*** AVAILABLE DATA ***

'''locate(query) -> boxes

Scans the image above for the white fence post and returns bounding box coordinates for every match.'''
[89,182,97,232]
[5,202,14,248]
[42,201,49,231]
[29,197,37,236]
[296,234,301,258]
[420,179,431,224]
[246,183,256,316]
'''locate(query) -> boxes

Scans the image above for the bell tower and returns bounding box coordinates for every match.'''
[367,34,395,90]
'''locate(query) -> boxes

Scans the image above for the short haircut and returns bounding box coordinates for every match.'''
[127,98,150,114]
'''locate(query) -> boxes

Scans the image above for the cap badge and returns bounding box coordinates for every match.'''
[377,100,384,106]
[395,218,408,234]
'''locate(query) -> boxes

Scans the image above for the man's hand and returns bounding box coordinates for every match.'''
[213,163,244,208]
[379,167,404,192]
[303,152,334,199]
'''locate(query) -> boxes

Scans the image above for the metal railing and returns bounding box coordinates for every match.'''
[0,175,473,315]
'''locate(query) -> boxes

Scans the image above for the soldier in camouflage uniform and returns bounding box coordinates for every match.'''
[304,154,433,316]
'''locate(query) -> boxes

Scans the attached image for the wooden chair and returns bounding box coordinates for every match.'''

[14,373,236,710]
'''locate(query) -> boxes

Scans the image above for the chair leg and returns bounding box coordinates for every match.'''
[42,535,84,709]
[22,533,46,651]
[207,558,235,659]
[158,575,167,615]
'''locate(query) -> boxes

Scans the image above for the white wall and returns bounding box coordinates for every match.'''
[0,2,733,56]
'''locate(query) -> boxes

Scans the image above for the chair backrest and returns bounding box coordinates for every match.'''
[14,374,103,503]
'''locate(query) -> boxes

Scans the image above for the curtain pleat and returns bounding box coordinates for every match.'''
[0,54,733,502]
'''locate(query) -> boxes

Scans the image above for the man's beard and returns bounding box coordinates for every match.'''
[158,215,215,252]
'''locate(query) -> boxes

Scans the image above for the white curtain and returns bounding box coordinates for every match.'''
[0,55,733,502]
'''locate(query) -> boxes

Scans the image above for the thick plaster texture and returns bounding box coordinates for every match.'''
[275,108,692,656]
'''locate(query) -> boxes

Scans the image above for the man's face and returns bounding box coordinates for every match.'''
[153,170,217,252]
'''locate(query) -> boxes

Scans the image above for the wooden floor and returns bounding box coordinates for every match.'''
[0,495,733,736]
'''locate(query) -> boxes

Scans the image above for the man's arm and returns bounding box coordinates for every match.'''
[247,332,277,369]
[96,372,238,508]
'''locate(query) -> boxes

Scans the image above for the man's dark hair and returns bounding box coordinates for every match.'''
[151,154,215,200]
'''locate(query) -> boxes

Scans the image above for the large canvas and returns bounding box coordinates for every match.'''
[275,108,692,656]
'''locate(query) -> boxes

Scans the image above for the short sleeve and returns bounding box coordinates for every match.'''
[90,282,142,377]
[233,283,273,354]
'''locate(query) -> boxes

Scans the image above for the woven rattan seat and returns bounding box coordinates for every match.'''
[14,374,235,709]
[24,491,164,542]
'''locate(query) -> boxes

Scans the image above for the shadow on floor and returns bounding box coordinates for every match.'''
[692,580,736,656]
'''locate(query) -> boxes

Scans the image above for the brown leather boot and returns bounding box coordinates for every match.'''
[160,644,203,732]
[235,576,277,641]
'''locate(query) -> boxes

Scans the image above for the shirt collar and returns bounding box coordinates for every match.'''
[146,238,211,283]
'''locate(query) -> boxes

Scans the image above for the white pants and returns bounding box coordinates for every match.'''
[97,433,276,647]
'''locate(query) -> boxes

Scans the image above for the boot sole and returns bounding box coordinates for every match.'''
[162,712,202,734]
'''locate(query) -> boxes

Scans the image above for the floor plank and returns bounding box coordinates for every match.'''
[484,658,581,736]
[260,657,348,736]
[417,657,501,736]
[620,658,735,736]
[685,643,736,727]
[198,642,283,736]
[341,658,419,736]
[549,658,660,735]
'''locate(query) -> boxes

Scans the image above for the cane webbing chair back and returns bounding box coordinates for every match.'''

***

=== THE PROBLEM ===
Would you please give all of the records again exactly as they stand?

=== WRITTEN SOLUTION ===
'''locate(query) -> boxes

Scans the image above for the white fence post and returns bounding box coordinates for every match.'''
[89,182,97,232]
[5,202,14,248]
[42,201,49,231]
[29,197,37,236]
[296,234,301,258]
[420,179,431,224]
[246,183,256,316]
'''locate(query) -> boxes

Scans the image above for the bell tower and returns bounding box coordinates for every match.'''
[367,34,395,90]
'''locate(query) -> boxes

Scans the image above for the short haircut and returns bounding box coordinates for every match.'''
[127,98,150,114]
'''locate(query) -> boxes

Scans the image above for the cap badge and returns bounding box coordinates for every match.'''
[377,100,384,106]
[395,218,408,234]
'''locate(query) -> boxes

Scans the image above for the man's hand and returns bounding box coordinates for every match.'''
[213,163,244,208]
[379,167,404,192]
[303,152,334,199]
'''locate(query) -> boxes

Scans the image above for the metal railing and returns bounding box coordinates for every match.'''
[0,175,473,315]
'''locate(query) -> boxes

Scans the image above for the soldier in camouflage uniform and returns bounding box coordinates for every match.'''
[304,154,433,316]
'''locate(query) -> boxes

Scans the attached image for the wooden chair and returns bounding box coordinates for every match.'''

[14,373,236,710]
'''locate(query) -> boxes

Scans the image above for the chair leg and returns bounding box coordinates for every match.'''
[42,535,84,709]
[22,533,46,651]
[207,558,235,659]
[158,575,167,615]
'''locate(query) -> boxes

Scans the image above for the white wall and returns bounding box coordinates for every match.'''
[0,2,733,56]
'''locate(query) -> boxes

Scans the image above for the chair backrest and returns bounding box coordinates for every match.'''
[14,374,103,503]
'''locate(query) -> boxes

Scans the image above for the curtain pleat and returns bounding box coordinates for every match.'''
[0,54,733,502]
'''locate(query) -> boxes

Scans the image above for the man's beard and returns bounding box coordinates for every match.'''
[158,215,215,252]
'''locate(query) -> boxes

Scans the image above for the white curtain and returns bounding box coordinates for every match.'''
[0,55,733,502]
'''locate(query) -> boxes

Scans the image above for the thick plaster texture and returns bounding box coordinates for every match.'''
[275,108,692,656]
'''locate(query) -> boxes

Scans the image above for the man's face and returns bounding box coordinates for every match.'''
[153,170,217,252]
'''locate(query) -> boxes

Scans the image above for the wooden floor and returns bounding box coordinates for every match.'''
[0,495,733,736]
'''locate(query) -> boxes

Scans the image above for the man's arm and returns bounding box coordinates for every match.'''
[247,332,277,369]
[96,372,238,508]
'''locate(query) -> boxes

Scans the image above for the man's dark hair and returns bounding box coordinates for every match.'''
[151,154,215,200]
'''locate(query) -> boxes

Scans the image above for the large canvas and returns bounding box coordinates for every match.'''
[275,108,692,656]
'''locate(query) -> boxes

Scans the image above for the short sleeve and returns bounding box coordinates for every match.'''
[90,282,142,377]
[233,283,273,354]
'''locate(query) -> boxes

Scans the image above for the woven rattan seat and returns bounding box coordinates for every match.'''
[14,374,235,709]
[24,491,164,542]
'''locate(query) -> boxes

Scans the image above for the shadow on floor and returns bounding box coordinates for every match.'''
[692,580,736,656]
'''locate(query) -> boxes

Scans the image above for the brown leather boot and returns bounding box coordinates for every match.'''
[160,644,203,732]
[235,576,277,641]
'''locate(query) -> boxes

Scans the image above for the shirt collar and returns bounding box coordinates for every match.'''
[146,238,211,283]
'''locate(query) -> boxes

Scans the image above for the white pants and returns bounding box coordinates for every match.'''
[97,433,276,647]
'''locate(query) -> boxes

Scans the image above for the boot sole and returns bounding box coordinates for every match.'''
[162,712,202,734]
'''locate(query) -> boxes

Scans the image above for the floor plank and returns bounding box coordinates for every match.'''
[484,658,581,736]
[260,657,348,736]
[417,657,501,736]
[620,658,735,736]
[685,643,736,727]
[198,642,283,736]
[341,658,419,736]
[549,658,660,735]
'''locate(query) -> boxes

Scans the image above for the cane webbing chair back and returns bounding box coordinates for every match.'''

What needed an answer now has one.